::: Selected excerpt

So much being allowed, that as a translator Hello showed himself a mollycoddle and a pious fraud, it is only fair to add that when he was working on original matter he was an originator of fresh ideas, a sagacious commentator, an analyst of true power. He was indeed, among the writers of his type, the only thinker; I came to the support of Aurévilly in commending the work of this writer, so incomplete, but so interesting, and Against the Grain has, I think, had some share in securing what little success his best book, L’Homme, won after his death.
The conclusion arrived at in this chapter on modern ecclesiastical literature was that among the geldings of religious art, there was only one stallion, to wit Barbey d’Aurévilly; and this opinion remains absolutely and entirely accurate. He was the one and only artist, in the proper sense of the word, that Catholicism produced at that period; he was a great prose stylist, an admirable novelist whose boldness set all beadledom screaming, enraged by the explosive vehemence of his phraseology.
To conclude the list, if ever chapter can be considered the starting point of other books, it is surely the one on plainchant which I afterwards amplified in all my publications, in En Route and above in L’Oblat.
As result of this brief review of each of the special articles exhibited in the showcases of Against the Grain the conclusion is forced upon us—the book was priming for my Catholic propaganda, which is implicit in it in its entirety, though in embryo.
Indeed the misunderstanding and stupidity of sundry pedants and agitated members of the priesthood strike me, yet once again, as unfathomable. Year after year they clamoured for the destruction of the book, the copyright of which, by the by, I do not own, without ever realizing that the mystic volumes that came after it are incomprehensible without being as it is, I reiterate the statement, the root from which they all sprang. Besides this, how is it possible to appreciate the work of an author in its entirety, if it is not taken from its first beginnings and followed up step by step; above all, how is it possible to realize the progress of God’s Grace in a soul, if the traces of its passage are neglected, if the first tokens left by its presence are effaced? One thing at any rate is certain, that Against the Grain marked a definite rupture with its predecessors, with Les Sœurs Vatard, En Ménage, À vau-l’eau, that with it I entered on a path the goal of which I did not so much as suspect.
More sagacious than the Catholics, Zola saw this clearly. I remember how, after the first appearance of À Rebours, I went to spend a few days at Médan. One afternoon when we were out walking, the two of us, in the country, he stopped suddenly, and his face grown dark, reproached me for having written the book, declaring I was dealing a terrible blow’at Naturalism, that I was leading the school astray, that, into the bargain, I was burning my ships with such a book, inasmuch as no class of literature was possible of this sort, where a single volume exhausted the subject; finally, as a friend—he was the best of good fellows—he urged me to return to the beaten track, to put myself in harness and write a study of manners.

::::::

> **Directions for this task**:
Copy out the passage on Against the Grain word for word, from "As result of" to "though in embryo.".

::: Excerpted records

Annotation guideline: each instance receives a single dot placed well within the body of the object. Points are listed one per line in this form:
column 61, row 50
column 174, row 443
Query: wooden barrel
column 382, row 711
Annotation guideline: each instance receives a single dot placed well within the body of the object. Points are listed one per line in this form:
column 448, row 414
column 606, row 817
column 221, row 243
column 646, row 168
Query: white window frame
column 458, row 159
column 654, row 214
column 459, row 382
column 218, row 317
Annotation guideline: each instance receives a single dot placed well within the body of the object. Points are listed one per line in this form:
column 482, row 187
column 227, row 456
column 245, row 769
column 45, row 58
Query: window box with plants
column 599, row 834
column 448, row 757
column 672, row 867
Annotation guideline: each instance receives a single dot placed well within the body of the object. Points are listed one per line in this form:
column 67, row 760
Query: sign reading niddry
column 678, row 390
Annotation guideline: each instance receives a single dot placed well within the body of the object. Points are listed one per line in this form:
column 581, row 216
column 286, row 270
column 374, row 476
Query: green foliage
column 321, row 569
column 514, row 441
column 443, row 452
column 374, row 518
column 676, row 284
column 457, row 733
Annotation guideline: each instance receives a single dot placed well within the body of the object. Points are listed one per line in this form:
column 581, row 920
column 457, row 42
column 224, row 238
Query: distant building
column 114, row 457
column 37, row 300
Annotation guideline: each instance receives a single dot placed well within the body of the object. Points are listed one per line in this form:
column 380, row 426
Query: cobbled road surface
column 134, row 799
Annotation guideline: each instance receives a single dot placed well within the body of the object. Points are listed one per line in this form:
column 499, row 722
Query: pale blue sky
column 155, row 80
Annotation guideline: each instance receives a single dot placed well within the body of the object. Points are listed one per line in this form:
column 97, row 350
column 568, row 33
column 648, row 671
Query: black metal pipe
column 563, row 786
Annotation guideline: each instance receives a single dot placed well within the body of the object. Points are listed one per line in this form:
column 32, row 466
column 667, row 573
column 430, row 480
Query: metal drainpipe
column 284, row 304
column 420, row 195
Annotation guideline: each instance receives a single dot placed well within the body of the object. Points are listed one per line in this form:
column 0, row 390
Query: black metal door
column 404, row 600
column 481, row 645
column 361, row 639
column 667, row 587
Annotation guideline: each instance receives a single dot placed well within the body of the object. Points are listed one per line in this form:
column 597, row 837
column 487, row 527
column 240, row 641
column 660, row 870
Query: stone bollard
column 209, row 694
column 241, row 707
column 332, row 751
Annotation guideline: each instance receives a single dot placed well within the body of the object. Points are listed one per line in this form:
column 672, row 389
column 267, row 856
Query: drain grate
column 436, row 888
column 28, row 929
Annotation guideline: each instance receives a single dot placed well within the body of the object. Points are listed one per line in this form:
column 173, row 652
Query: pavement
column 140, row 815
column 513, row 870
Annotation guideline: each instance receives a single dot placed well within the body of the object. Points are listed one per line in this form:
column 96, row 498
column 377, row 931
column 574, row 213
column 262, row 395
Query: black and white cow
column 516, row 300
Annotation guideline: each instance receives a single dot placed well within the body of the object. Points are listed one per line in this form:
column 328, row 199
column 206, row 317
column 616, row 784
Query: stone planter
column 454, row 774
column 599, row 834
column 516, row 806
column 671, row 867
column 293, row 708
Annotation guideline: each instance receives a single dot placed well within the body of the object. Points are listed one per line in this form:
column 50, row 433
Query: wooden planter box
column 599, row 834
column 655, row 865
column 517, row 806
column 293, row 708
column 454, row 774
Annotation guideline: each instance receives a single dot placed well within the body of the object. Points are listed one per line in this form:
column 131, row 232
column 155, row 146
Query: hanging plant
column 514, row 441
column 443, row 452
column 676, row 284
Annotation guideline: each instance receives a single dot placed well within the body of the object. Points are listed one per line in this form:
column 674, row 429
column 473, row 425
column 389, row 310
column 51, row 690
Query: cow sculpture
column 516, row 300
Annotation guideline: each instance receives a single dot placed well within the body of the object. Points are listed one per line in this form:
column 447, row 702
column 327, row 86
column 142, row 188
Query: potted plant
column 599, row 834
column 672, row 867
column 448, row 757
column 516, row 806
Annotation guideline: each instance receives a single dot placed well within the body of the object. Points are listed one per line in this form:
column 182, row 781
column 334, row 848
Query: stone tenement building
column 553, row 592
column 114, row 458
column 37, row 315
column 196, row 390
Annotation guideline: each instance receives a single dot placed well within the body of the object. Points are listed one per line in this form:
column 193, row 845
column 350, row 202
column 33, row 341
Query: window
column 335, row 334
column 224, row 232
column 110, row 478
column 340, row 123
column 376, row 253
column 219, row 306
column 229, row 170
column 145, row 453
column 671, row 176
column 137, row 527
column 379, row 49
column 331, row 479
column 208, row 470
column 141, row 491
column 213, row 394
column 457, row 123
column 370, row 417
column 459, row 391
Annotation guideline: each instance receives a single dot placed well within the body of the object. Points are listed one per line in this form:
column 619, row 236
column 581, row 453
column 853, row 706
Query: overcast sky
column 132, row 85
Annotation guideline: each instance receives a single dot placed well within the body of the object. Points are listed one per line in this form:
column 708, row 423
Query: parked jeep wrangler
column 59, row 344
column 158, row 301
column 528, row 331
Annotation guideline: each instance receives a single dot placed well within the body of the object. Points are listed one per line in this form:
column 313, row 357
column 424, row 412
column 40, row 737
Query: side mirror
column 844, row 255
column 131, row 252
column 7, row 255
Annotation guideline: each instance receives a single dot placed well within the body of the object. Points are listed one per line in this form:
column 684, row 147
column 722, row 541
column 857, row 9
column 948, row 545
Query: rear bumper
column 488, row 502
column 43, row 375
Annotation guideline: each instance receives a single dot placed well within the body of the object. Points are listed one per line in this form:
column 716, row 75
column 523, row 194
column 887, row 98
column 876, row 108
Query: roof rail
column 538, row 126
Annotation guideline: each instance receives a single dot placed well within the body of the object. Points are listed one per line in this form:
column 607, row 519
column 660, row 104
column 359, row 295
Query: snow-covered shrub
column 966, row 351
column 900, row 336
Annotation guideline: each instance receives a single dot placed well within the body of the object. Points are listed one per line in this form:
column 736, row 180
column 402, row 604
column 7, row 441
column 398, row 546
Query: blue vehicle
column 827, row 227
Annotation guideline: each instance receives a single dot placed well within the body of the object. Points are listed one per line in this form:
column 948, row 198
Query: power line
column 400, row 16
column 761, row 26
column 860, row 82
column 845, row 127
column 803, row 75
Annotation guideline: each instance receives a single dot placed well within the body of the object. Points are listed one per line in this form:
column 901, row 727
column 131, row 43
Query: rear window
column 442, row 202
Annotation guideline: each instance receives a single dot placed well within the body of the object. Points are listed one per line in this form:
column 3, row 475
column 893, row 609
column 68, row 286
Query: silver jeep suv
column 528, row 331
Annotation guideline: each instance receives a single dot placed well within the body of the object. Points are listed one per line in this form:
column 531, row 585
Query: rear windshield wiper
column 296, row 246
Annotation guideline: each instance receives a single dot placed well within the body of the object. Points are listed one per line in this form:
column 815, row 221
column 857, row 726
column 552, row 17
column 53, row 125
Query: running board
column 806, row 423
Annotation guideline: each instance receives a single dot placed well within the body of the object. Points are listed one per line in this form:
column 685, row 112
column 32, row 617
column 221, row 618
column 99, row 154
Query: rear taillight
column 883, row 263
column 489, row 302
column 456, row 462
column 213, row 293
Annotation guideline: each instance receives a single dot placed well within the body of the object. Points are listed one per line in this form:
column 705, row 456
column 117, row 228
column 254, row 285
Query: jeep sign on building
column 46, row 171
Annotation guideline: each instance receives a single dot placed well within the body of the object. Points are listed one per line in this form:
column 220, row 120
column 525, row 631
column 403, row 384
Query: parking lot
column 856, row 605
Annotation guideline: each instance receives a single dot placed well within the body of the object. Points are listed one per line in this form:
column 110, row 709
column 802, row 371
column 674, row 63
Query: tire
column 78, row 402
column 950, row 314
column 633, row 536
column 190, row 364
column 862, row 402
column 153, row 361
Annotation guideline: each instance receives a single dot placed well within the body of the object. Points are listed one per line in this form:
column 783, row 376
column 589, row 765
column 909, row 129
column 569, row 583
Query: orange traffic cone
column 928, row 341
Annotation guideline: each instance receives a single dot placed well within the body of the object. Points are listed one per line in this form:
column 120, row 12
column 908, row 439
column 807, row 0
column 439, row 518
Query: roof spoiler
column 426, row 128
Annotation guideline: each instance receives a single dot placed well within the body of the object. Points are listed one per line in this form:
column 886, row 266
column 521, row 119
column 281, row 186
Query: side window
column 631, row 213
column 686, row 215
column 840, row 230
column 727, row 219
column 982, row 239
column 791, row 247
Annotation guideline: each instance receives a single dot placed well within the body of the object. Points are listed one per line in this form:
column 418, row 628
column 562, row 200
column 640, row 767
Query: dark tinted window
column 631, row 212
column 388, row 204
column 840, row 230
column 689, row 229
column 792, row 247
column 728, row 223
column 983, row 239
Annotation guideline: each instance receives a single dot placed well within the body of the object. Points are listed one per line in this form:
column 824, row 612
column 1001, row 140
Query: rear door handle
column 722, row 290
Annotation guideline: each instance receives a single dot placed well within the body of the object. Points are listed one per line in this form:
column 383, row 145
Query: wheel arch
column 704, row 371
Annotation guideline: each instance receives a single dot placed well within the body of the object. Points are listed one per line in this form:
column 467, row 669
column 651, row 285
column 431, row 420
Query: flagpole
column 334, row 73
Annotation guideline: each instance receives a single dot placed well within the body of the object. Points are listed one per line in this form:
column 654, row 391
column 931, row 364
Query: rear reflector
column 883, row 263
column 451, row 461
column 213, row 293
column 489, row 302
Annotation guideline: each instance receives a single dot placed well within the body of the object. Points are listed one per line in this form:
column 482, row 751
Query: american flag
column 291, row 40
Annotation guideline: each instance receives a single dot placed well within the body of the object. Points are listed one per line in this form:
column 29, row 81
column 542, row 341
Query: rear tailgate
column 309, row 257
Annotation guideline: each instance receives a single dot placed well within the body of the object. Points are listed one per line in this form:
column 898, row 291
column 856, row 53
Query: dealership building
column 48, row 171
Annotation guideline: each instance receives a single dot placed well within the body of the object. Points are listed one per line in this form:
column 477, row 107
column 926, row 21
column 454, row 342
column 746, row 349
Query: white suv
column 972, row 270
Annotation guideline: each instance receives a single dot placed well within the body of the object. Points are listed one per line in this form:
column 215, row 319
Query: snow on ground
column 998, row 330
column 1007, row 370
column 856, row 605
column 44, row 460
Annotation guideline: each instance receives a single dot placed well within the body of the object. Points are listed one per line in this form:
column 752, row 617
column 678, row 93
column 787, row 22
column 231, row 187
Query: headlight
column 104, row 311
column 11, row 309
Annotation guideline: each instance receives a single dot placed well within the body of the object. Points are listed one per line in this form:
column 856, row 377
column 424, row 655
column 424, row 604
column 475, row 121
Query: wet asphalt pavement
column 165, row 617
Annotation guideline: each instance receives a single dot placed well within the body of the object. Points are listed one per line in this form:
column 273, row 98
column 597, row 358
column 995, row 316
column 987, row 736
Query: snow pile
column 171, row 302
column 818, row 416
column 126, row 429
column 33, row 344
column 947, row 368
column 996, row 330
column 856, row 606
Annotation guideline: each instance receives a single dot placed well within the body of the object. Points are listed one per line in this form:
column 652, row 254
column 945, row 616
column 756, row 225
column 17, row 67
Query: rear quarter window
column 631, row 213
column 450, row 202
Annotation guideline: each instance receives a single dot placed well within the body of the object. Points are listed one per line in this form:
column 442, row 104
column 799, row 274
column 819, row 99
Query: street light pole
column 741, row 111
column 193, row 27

::::::

> **Result below**:
As result of this brief review of each of the special articles exhibited in the showcases of Against the Grain the conclusion is forced upon us—the book was priming for my Catholic propaganda, which is implicit in it in its entirety, though in embryo.